Aim of the exercise
Turn every line of the material below into a numbered list, skipping any blank lines. Leave the pictures out.

Extracted information
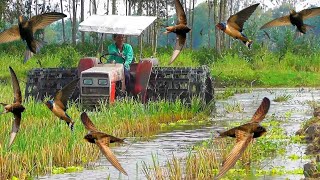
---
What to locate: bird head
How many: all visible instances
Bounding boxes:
[290,9,297,14]
[84,133,96,143]
[255,126,267,135]
[216,23,226,30]
[18,15,27,23]
[45,100,53,109]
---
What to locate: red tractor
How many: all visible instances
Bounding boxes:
[25,15,214,107]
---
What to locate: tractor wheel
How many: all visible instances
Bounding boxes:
[202,76,214,104]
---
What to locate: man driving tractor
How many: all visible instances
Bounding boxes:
[107,34,133,92]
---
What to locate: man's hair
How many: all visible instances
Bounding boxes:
[112,34,124,39]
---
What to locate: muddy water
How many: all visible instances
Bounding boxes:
[40,89,320,179]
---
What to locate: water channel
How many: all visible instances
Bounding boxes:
[39,88,320,180]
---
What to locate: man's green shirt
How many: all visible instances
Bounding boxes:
[108,43,133,70]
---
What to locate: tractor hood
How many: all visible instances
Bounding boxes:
[79,15,157,36]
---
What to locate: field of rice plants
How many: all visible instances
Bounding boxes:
[0,46,208,179]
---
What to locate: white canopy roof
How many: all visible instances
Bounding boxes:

Task output
1. ---
2. What to locate: bird head
3. How many: all visible instances
4. Bounding boxes:
5. [290,9,297,14]
6. [84,133,96,143]
7. [255,126,267,135]
8. [216,23,226,30]
9. [18,15,27,23]
10. [45,100,53,109]
11. ---
12. What to locate: red tractor
13. How many: all visible instances
14. Bounding boxes:
15. [25,15,214,107]
16. ---
17. What to locate: tractor wheel
18. How many: all visible instances
19. Bounding boxes:
20. [202,76,214,104]
21. ---
22. What to locate: man driving tractor
23. How many: all visible instances
24. Bounding boxes:
25. [107,34,133,92]
26. ---
27. What to locate: man's hair
28. How many: all visible instances
29. Bounding boxes:
30. [112,34,124,39]
31. ---
32. What to locate: muddy water
33. How many: all visible instances
34. Bounding boxes:
35. [40,89,320,179]
36. ---
37. What to locate: water channel
38. How many: all visible instances
39. Bounding boxes:
40. [39,88,320,180]
41. ---
42. What to locate: man's green shirt
43. How many: all visible instances
44. Bounding boxes:
45. [108,43,133,70]
46. ---
47. What to locate: tractor hood
48. How many: all visible instances
49. Bounding boxes:
50. [79,15,157,36]
51. ---
52. What to locate: field of rice plants
53. How many: all visible instances
54. Bounding boxes:
55. [0,46,208,179]
56. ---
57. What to locate: white canopy roof
58. How many: all visible instances
59. Bounding boxes:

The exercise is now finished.